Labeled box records
● ● ● ●
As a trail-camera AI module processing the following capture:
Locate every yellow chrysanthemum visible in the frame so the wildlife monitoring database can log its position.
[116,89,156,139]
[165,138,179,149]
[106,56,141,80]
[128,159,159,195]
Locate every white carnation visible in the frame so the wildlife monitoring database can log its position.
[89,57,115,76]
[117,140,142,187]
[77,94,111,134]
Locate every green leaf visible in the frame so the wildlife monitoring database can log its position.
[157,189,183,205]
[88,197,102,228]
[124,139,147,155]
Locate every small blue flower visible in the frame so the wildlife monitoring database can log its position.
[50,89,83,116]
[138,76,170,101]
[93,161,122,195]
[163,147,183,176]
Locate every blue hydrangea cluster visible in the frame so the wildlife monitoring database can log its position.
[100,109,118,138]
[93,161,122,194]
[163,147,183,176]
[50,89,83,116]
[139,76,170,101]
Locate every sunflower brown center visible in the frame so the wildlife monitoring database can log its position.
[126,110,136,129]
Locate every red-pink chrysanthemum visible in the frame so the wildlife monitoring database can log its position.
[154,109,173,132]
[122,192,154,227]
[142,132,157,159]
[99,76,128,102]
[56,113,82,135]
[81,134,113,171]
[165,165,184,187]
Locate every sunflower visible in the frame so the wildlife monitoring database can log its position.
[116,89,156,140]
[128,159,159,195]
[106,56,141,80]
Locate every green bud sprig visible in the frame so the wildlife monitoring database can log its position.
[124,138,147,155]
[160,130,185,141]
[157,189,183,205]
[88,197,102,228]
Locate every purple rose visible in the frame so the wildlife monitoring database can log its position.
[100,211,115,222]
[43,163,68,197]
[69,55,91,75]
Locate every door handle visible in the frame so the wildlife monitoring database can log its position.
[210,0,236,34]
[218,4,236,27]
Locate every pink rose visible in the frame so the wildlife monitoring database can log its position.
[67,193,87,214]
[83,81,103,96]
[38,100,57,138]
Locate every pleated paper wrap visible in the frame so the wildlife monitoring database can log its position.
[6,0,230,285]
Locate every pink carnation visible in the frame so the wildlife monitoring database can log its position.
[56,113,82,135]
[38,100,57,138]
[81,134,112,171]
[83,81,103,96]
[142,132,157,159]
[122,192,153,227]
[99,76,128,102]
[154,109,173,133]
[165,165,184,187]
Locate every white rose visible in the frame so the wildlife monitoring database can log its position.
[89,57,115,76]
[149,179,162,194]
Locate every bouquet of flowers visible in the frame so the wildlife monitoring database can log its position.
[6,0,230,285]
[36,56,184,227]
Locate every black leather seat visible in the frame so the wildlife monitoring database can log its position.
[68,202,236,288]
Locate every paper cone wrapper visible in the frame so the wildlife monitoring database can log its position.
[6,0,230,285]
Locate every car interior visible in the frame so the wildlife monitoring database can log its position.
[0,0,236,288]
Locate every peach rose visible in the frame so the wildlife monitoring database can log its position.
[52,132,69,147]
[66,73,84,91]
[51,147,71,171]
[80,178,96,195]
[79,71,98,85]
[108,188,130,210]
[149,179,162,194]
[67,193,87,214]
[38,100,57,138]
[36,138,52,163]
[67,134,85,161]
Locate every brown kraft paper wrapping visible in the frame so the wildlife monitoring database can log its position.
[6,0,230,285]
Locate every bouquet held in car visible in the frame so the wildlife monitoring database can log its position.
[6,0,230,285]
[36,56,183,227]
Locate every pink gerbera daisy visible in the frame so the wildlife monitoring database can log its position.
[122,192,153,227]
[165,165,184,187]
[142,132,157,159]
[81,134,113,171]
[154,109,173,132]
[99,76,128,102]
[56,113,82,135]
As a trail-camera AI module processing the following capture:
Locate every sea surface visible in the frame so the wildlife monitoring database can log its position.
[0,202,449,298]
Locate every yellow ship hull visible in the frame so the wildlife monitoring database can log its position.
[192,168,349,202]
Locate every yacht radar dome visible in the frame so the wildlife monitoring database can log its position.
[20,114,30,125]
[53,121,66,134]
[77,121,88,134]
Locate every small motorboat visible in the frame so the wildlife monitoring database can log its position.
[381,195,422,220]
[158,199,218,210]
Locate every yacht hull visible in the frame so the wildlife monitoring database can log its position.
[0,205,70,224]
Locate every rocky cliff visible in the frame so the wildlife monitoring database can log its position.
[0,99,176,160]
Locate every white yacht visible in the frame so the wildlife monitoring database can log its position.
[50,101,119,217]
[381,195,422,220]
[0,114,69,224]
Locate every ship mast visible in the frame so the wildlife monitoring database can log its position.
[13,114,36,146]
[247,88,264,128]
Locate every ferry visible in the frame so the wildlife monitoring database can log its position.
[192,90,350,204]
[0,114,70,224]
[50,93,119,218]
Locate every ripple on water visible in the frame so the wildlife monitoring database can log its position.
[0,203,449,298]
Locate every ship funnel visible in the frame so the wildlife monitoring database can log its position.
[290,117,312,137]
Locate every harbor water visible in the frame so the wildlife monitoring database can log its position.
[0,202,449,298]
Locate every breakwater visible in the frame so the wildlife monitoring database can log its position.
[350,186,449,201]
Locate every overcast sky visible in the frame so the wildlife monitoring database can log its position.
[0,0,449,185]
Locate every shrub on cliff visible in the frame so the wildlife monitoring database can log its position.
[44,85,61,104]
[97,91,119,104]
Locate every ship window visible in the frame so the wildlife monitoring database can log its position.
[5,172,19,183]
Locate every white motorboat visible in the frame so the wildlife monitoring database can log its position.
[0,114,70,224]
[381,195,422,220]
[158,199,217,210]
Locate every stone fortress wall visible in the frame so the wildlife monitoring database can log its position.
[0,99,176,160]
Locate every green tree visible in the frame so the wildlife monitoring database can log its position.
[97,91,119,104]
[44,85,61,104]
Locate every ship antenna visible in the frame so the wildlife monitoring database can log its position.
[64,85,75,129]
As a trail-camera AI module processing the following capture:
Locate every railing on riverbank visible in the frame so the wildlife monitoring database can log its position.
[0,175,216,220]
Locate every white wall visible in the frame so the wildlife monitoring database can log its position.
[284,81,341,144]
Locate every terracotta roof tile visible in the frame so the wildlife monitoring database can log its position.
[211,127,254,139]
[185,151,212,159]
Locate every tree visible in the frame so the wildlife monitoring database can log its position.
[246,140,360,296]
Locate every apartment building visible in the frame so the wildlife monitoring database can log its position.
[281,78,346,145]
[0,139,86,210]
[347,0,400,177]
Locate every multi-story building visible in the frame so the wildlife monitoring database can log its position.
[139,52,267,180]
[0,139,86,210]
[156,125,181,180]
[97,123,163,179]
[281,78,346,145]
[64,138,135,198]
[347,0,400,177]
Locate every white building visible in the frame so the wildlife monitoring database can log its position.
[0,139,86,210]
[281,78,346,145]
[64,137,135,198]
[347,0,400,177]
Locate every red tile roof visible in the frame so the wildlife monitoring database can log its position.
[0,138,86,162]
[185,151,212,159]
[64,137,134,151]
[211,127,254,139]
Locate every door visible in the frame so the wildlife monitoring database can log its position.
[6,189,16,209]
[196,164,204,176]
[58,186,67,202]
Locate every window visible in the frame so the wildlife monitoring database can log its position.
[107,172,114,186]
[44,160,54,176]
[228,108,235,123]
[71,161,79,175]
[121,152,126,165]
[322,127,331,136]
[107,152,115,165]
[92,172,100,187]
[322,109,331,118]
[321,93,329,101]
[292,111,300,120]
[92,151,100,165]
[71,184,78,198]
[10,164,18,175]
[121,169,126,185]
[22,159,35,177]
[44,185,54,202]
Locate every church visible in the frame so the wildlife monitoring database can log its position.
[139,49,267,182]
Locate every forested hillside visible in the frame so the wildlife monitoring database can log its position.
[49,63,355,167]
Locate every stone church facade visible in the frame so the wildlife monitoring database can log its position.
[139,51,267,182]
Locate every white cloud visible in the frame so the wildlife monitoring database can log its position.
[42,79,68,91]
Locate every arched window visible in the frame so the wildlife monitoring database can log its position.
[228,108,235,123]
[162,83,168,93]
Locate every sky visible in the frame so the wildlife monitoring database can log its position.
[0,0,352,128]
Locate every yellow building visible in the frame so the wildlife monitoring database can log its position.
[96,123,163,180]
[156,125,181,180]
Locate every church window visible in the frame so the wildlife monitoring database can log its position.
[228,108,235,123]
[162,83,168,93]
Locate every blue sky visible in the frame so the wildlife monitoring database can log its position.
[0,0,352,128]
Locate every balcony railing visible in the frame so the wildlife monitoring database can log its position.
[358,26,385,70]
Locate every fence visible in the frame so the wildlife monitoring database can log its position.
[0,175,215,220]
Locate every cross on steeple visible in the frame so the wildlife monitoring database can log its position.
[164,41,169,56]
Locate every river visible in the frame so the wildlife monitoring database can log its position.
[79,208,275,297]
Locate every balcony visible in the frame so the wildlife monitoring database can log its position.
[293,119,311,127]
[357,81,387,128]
● ● ● ●
### What is expected
Copy the listing lines verbatim, taking the stretch from the line containing "Locate every car" through the line containing "[36,56,183,227]", with both of those lines included.

### Answer to this exercise
Locate every car interior visible in the frame so the wildlife monitoring database can log its position.
[0,0,236,288]
Locate every peach rose visible in the frame so the wildlife monitoring database can log its position.
[52,132,69,147]
[66,73,84,91]
[51,147,71,171]
[80,178,96,195]
[79,71,98,85]
[108,188,130,210]
[149,179,162,194]
[67,193,87,214]
[38,100,57,138]
[36,138,52,163]
[67,134,85,161]
Locate every brown kraft paper wrapping visible in the frame so the wildlife monitoring database can log its position.
[6,0,230,285]
Locate every bouquet held in car visible in the frame so the wildlife monitoring database can log its position.
[6,0,230,285]
[36,56,183,227]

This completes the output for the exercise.